Exercise aim: Make an exact copy of the records that follow, with each picture omitted.
BEGIN Provided material
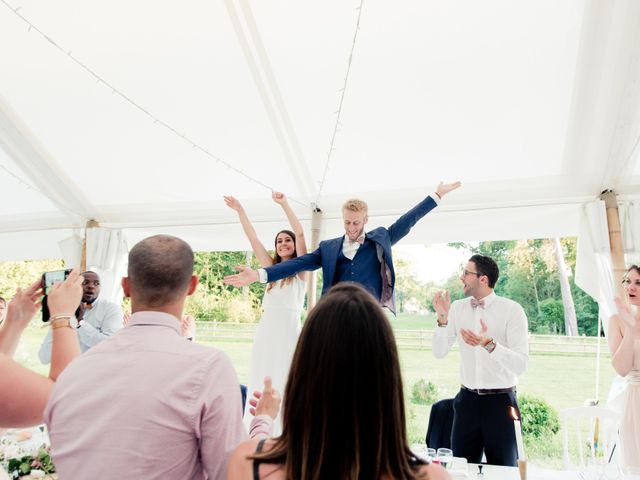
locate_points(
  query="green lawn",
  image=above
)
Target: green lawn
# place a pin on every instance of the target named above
(562, 380)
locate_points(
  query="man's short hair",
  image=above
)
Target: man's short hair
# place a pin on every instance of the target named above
(355, 205)
(160, 269)
(486, 266)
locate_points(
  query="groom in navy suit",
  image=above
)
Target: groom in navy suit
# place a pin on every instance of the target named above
(360, 257)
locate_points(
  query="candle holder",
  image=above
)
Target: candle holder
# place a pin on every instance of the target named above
(522, 468)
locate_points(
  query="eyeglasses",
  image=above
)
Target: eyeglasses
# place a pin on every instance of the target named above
(466, 272)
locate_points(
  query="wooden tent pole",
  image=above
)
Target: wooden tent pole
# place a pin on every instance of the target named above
(83, 256)
(615, 239)
(316, 221)
(617, 262)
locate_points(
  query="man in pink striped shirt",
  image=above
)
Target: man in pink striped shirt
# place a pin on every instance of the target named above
(146, 403)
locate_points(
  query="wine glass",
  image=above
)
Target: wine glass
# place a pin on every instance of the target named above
(419, 450)
(446, 457)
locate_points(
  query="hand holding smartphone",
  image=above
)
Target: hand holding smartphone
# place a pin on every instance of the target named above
(48, 279)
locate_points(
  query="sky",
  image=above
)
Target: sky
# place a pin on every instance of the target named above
(432, 263)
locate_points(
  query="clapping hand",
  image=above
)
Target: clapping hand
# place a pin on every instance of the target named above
(232, 203)
(444, 188)
(266, 402)
(442, 303)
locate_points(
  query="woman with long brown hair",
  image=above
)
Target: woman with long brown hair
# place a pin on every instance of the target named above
(343, 414)
(282, 303)
(624, 344)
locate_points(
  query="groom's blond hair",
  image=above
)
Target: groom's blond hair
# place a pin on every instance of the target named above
(356, 205)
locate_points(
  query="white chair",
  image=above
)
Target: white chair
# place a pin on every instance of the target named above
(585, 421)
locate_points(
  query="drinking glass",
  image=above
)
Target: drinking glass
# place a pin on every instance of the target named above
(446, 457)
(419, 449)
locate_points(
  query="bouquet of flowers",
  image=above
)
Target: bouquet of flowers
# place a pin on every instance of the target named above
(37, 465)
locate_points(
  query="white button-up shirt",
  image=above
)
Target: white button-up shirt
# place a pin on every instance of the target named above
(508, 326)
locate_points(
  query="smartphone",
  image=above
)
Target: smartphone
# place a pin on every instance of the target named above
(48, 279)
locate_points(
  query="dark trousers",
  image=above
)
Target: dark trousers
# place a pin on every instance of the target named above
(484, 422)
(440, 423)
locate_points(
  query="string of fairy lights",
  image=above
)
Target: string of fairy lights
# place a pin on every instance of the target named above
(175, 131)
(343, 90)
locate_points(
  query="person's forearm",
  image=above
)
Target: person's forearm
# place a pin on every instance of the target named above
(622, 359)
(294, 222)
(9, 337)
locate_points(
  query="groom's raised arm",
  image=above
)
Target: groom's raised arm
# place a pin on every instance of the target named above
(403, 225)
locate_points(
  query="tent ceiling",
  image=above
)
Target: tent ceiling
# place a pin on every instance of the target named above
(533, 105)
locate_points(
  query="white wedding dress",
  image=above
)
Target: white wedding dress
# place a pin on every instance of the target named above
(276, 339)
(627, 402)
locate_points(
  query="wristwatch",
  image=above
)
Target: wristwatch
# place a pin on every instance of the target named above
(491, 346)
(70, 322)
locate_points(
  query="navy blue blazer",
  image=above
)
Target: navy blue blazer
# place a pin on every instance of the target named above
(326, 255)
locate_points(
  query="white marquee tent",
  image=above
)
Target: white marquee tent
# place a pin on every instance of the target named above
(141, 115)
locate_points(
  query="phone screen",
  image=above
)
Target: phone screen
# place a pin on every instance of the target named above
(49, 278)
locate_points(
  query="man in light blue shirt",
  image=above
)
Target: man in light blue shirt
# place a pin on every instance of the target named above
(97, 319)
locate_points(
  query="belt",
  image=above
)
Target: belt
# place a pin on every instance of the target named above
(488, 391)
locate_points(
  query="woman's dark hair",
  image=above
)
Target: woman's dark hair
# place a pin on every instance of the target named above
(343, 408)
(633, 267)
(278, 259)
(488, 267)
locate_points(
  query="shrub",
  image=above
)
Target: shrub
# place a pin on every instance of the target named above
(539, 419)
(224, 308)
(424, 393)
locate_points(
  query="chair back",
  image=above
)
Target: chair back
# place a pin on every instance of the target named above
(592, 432)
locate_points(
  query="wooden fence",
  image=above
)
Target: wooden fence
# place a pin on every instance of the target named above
(211, 332)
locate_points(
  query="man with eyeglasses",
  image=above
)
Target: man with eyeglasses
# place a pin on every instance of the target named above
(97, 318)
(492, 334)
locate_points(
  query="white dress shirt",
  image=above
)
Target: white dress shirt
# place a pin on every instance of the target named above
(507, 325)
(100, 322)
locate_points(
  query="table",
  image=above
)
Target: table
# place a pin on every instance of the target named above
(13, 445)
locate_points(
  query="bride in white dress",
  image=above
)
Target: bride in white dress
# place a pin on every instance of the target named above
(279, 327)
(624, 343)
END Provided material
Output for this task:
locate_points(
  query="green lawn",
  image=above
)
Target: green lawn
# place a pin on every instance of the target named above
(562, 380)
locate_points(
  query="man's short hair",
  image=above
)
Target: man's short hair
# place a pin on every instance of the target named above
(355, 205)
(160, 269)
(486, 266)
locate_points(
  query="groom in navy suit",
  image=above
)
Target: groom in navy suit
# place a pin on every instance of the target named above
(360, 257)
locate_points(
  query="candle holder",
  image=above
)
Target: candle holder
# place a pin on every instance of the target named above
(522, 468)
locate_points(
  query="eyeglasses",
  image=above
)
Target: eyeglasses
# place a pin on every instance of the target named above
(466, 272)
locate_points(
  query="wooden tent pole",
  image=above
)
Target: wooden tent pole
# place a pin on every instance of the target named above
(83, 256)
(615, 239)
(316, 221)
(617, 262)
locate_points(
  query="man in pink striped shirt",
  image=above
)
Target: man in pink striped shirt
# place a pin on every instance of the target named above
(146, 403)
locate_points(
  query="wine glass",
  image=above
)
Target: wine glass
# place a pin on every instance of the target named above
(419, 450)
(446, 457)
locate_points(
  query="hand holding smartphone",
  image=above
)
Target: hand holding smartphone
# place a pin on every instance of the target named above
(48, 279)
locate_points(
  query="sky",
  image=above
)
Target: sky
# place a pin on every instance of the target named above
(432, 263)
locate_points(
  query="clapping hand",
  image=above
)
Target: clapping hand
# place a pin on every instance of the target named above
(232, 203)
(444, 188)
(266, 402)
(442, 303)
locate_points(
  query="woman with long brown hair",
  image=above
)
Target: woman with long brown hair
# place a pin on every instance of the target named above
(343, 414)
(282, 303)
(624, 344)
locate_points(
  query="groom's blond hair",
  image=above
)
Target: groom's blond hair
# place a pin on every instance of the target named above
(356, 205)
locate_points(
  query="white chair",
  image=above
)
Target: white chair
# place a pin on every instance of the target named above
(585, 421)
locate_points(
  query="drinking glass",
  image=above
)
Target: drinking glass
# place a pin on every instance of the target named above
(446, 457)
(419, 449)
locate_points(
  query="bouquet of flowers",
  image=above
)
Target: bouquet of flowers
# place a pin on every instance of the target named above
(37, 465)
locate_points(
  query="white button-up shirt",
  image=above
)
Target: white button-up shirt
# place a pin on every instance of the target named above
(508, 326)
locate_points(
  query="smartphone",
  image=above
)
Target: smartphone
# place a pin on every instance of the target named above
(48, 279)
locate_points(
  query="dark trousers",
  image=above
)
Target: dark trousers
# place a pin on every instance of the target named above
(484, 422)
(440, 423)
locate_points(
  query="string of fairy lights",
  image=above
)
Target: string of fairy lights
# place a pin on every instance of the target named above
(175, 131)
(343, 90)
locate_points(
  query="person's forearm",
  image=above
)
Target: person's forearm
# place a pin on every instance of the target named above
(622, 359)
(294, 222)
(9, 337)
locate_points(
  query="groom's raised arm",
  image=above
)
Target: groom's raised arm
# place a pin on every instance of the target named above
(403, 225)
locate_points(
  query="tent ceiling",
  image=above
)
Target: tent ceiling
# place a pin on every instance of the target named above
(533, 105)
locate_points(
  query="white wedding dress",
  image=above
)
Target: white wedding dress
# place a pin on every instance of the target named above
(276, 339)
(627, 402)
locate_points(
  query="wristwatch",
  image=above
)
Target: wristwatch
# place a pin on every instance of the target named above
(491, 346)
(70, 322)
locate_points(
  query="navy blue blazer",
  image=above
)
Target: navy blue blazer
# place a pin on every instance of the target named above
(326, 255)
locate_points(
  query="white marquee tent",
  image=above
)
Target: white marquee tent
# place a pin on every instance of the target named above
(141, 115)
locate_points(
  query="phone screen",
  image=above
)
Target: phone screen
# place a pin on every instance of the target named above
(49, 278)
locate_points(
  query="man in light blue shirt",
  image=above
)
Target: man in light blue shirt
# place a pin on every instance of the target named above
(97, 319)
locate_points(
  query="belt",
  image=above
)
Target: belt
# place a pin on every instance of the target named above
(488, 391)
locate_points(
  query="woman's dark hair",
  image=above
)
Target: woman's dark hair
# place a pin on every instance of the target named above
(343, 408)
(633, 267)
(278, 259)
(488, 267)
locate_points(
  query="shrub",
  image=above
)
Target: shrub
# place a pin on every instance of the target named above
(539, 419)
(224, 308)
(424, 393)
locate_points(
  query="chair back",
  image=above
)
Target: chair back
# place a pin on every instance of the target named above
(592, 432)
locate_points(
  query="wooden fence",
  image=above
)
Target: wooden fence
# place a pin on every instance of the target named above
(211, 332)
locate_points(
  query="man with eyeglasses",
  image=above
)
Target: man with eyeglasses
# place a pin on every instance of the target named above
(97, 318)
(492, 334)
locate_points(
  query="white dress shirt",
  image=above
)
Target: white dress shirt
# place a pin on every instance of the target named above
(507, 325)
(100, 322)
locate_points(
  query="table",
  image=above
)
Target: table
# place a pin on every instance of the target named above
(13, 445)
locate_points(
  query="bride in white dress",
  image=above
)
Target: bride in white dress
# place a pin on every instance of the target named above
(279, 327)
(624, 343)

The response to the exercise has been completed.